» **Material supplied**:
====================
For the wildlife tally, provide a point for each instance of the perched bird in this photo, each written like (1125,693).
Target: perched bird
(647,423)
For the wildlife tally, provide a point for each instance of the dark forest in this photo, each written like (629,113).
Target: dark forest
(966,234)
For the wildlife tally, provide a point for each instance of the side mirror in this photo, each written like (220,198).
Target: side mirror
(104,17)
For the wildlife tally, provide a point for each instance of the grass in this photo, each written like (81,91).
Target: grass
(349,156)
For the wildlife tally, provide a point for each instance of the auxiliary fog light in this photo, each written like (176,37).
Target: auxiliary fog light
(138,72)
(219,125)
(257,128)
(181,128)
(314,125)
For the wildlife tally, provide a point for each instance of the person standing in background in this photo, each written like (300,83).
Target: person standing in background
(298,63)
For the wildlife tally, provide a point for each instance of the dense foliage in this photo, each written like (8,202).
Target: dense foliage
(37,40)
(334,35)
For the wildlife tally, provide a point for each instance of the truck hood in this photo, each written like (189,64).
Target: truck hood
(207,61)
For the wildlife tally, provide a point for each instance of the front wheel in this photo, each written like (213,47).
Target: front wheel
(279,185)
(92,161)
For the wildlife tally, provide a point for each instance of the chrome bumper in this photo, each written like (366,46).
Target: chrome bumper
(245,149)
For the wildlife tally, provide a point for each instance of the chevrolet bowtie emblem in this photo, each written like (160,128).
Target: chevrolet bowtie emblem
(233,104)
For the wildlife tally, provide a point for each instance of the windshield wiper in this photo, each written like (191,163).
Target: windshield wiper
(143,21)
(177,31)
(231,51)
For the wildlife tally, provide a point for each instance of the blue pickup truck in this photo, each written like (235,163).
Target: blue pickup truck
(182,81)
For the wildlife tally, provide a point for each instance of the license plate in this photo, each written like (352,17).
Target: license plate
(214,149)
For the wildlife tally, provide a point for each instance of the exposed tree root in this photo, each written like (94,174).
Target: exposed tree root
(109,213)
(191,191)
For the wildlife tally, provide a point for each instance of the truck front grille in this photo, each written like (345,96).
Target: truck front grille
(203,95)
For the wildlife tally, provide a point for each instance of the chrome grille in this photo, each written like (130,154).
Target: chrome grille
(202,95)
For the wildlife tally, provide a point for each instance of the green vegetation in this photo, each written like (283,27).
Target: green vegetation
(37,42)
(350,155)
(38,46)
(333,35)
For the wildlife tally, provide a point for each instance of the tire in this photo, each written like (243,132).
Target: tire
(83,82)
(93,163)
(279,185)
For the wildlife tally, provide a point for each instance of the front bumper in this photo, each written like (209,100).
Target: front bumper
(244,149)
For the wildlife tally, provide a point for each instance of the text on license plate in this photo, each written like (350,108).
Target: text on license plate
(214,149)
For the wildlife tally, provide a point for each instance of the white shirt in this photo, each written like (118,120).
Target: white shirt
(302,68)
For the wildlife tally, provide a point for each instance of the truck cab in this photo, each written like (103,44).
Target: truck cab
====================
Transcribe every record above exactly as written.

» **Answer space**:
For the wildlife tally, provide a point for each instance of the perched bird in this photo, each written like (1125,693).
Target: perched bird
(647,423)
For the wildlife tally, provide a point for each instance of the dark forest in this photo, each written like (629,113).
Target: dark forest
(966,234)
For the wildlife tally, provide a point for each instance of the side mirror in this photo, each written like (220,198).
Target: side mirror
(104,17)
For the wildlife tally, provide a point for each instance of the grass in this photo, each written like (81,91).
Target: grass
(349,156)
For the wildlife tally, provide a point for each instance of the auxiliary fog light in this photo, each written like (176,37).
Target: auxiliary fog light
(138,72)
(219,125)
(257,128)
(181,128)
(314,125)
For the wildlife tally, provide a point for each instance of the person standing in background in this photo, each written like (300,83).
Target: person standing in background
(298,63)
For the wildlife tally, provide a point for each instance of the dense foliage in this photo, each written like (8,202).
Target: dense foliage
(37,40)
(334,35)
For the wildlife tally, provide a point for each instance of the truck hood in this photo, each written like (189,64).
Target: truck hood
(207,61)
For the wildlife tally, provide a point for each instance of the front wheel in this photo, each written like (213,47).
Target: front wheel
(279,185)
(92,161)
For the wildlife tally, provide a point for each instance of the chrome bumper in this photo, each written like (366,46).
Target: chrome bumper
(245,149)
For the wildlife tally, provide a point for each instance of the chevrolet bowtie emblem in this photo, each written like (160,128).
Target: chevrolet bowtie emblem
(233,104)
For the wildlife tally, provide a point for each instance of the windshield wiper in this photo, each written like (191,163).
Target: windshield wiper
(143,21)
(177,31)
(231,51)
For the wildlife tally, provide a point for each instance of the blue pickup truck in this photo, each written like (235,163).
Target: blue pickup truck
(182,81)
For the wildlife tally, provide a point for each instance of the license plate in this photo, each written like (352,17).
Target: license plate
(214,149)
For the wildlife tally, provide a point for each instance of the exposed tree root in this photo, each written like (94,174).
Target: exposed tree root
(109,213)
(191,191)
For the wildlife tally, provide a point for each instance of the truck front grille in this photo, each written like (345,96).
Target: truck front grille
(203,95)
For the wildlife tally, provide a point for each instance of the chrome grille in this photo, each written like (130,154).
Target: chrome grille
(202,95)
For the wildlife tally, provide a point for each instance of the green vegetation in this photo, each written like (283,27).
Target: green vegetation
(37,42)
(350,155)
(38,46)
(333,35)
For the wildlife tally, provide a point for each instance of the tire in this photo, each written like (243,132).
Target: tire
(83,82)
(93,163)
(279,185)
For the wildlife tally, provide a point for each instance of the front bumper in this photo, each written like (209,100).
Target: front bumper
(244,149)
For the wildlife tally, provide a point for each instance of the text on license plate in this photo, each written like (350,108).
Target: text on license plate
(214,149)
For the wildlife tally, provide a point for each instance of the white shirt in this photo, each written like (118,120).
Target: white shirt
(302,68)
For the wildlife tally, provide a point for each instance of the truck cab in this photo, each written like (103,44).
Target: truck cab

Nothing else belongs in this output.